>> begin Records supplied
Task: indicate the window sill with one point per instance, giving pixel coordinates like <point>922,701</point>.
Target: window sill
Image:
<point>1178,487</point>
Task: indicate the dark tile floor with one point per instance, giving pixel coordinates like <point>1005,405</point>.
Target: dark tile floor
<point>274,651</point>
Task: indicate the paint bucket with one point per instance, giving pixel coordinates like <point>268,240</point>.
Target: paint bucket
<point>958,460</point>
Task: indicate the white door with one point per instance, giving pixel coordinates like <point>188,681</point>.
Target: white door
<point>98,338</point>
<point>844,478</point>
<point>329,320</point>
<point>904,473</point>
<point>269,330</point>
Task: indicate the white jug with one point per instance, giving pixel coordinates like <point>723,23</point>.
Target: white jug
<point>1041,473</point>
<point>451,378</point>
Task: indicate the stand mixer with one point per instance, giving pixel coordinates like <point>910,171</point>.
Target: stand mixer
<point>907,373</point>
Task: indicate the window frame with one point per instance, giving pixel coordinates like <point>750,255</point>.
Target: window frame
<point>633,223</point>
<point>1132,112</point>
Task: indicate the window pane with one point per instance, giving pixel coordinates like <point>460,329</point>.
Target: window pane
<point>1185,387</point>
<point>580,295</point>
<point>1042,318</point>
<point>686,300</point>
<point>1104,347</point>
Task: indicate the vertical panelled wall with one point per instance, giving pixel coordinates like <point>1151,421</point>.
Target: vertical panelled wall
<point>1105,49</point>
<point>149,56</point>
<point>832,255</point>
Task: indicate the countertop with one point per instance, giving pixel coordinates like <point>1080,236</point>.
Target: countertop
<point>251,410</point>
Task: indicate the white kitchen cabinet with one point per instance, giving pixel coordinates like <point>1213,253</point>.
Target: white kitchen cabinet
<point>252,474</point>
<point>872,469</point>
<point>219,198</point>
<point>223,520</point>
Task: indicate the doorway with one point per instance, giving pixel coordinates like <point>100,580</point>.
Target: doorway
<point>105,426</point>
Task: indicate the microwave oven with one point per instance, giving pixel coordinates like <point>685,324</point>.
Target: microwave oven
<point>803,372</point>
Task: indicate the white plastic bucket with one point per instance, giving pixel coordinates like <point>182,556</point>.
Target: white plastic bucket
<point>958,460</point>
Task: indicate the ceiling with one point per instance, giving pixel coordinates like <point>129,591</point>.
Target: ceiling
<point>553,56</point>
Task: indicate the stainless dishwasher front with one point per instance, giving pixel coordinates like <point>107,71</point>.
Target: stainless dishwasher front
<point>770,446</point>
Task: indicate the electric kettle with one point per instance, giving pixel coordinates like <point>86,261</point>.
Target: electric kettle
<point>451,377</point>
>> end Records supplied
> **Exercise**
Can you rewrite all of the lines above with every "one point per instance" changed to "a single point for each instance", keeping everything else the same?

> **Exercise output**
Task: indicate the window sill with a single point for each instance, giving pixel coordinates like <point>922,701</point>.
Target: window sill
Image:
<point>1178,487</point>
Task: indicate the dark tile floor with a single point for each instance, giving pixel coordinates like <point>1005,405</point>.
Target: dark tile floor
<point>274,651</point>
Task: indicate the paint bucket with a single point for each instance, giving pixel coordinates like <point>268,240</point>.
Target: paint bucket
<point>958,460</point>
Task: indicate the white door with a single point for each instance, giving pixel coordinates like <point>188,681</point>.
Target: white door
<point>98,338</point>
<point>844,478</point>
<point>329,320</point>
<point>904,473</point>
<point>269,330</point>
Task: indicate the white jug with a single point for each instance, giving pixel coordinates like <point>723,23</point>.
Target: white jug
<point>1041,473</point>
<point>451,378</point>
Task: indicate the stand mixer with a single point for each instance, giving pixel coordinates like <point>910,171</point>.
Target: stand mixer
<point>907,373</point>
Task: indicate the window frame with a single point for each instance, giving pixel coordinates like <point>750,255</point>.
Target: window frame
<point>633,223</point>
<point>1132,112</point>
Task: indicate the window pane with a single point for each instance, giving pixel coordinates like <point>460,329</point>.
Target: window pane
<point>1185,387</point>
<point>580,295</point>
<point>1042,318</point>
<point>686,300</point>
<point>1104,347</point>
Task: indicate the vertical panelled wall with a single point for each instance, giving pixel coordinates like <point>1151,421</point>.
Target: vertical panelled wall
<point>1105,49</point>
<point>149,56</point>
<point>832,255</point>
Task: indicate the countertop with a single point for each instance, giving pixel coordinates like <point>1080,236</point>.
Target: countertop
<point>251,410</point>
Task: indicate the white kitchen cabinet with a single point for each instance, giving pixel coordinates like <point>1213,253</point>.
Target: white kitchen cabinet
<point>252,474</point>
<point>872,469</point>
<point>219,198</point>
<point>223,520</point>
Task: indicate the doorway with a single point for each instance, giving pixel coordinates like <point>100,580</point>.
Target: doorway
<point>105,426</point>
Task: indicate the microwave oven with a single point for each instance, giving pixel coordinates like <point>685,324</point>.
Target: microwave oven
<point>803,372</point>
Task: indicate the white plastic bucket with a single point for each instance, giving pixel coordinates like <point>182,556</point>.
Target: white plastic bucket
<point>958,460</point>
Task: indicate the ceiling with a single point for each instance, giving pixel coordinates like <point>129,591</point>.
Target: ceiling
<point>553,56</point>
Task: indicate the stainless dishwasher front with a single point for each instance, giving pixel coordinates like <point>107,71</point>.
Target: stainless dishwasher front
<point>770,446</point>
Task: indicate the electric kettle with a single point for each instance, giving pixel coordinates like <point>86,261</point>.
Target: electric kettle
<point>451,377</point>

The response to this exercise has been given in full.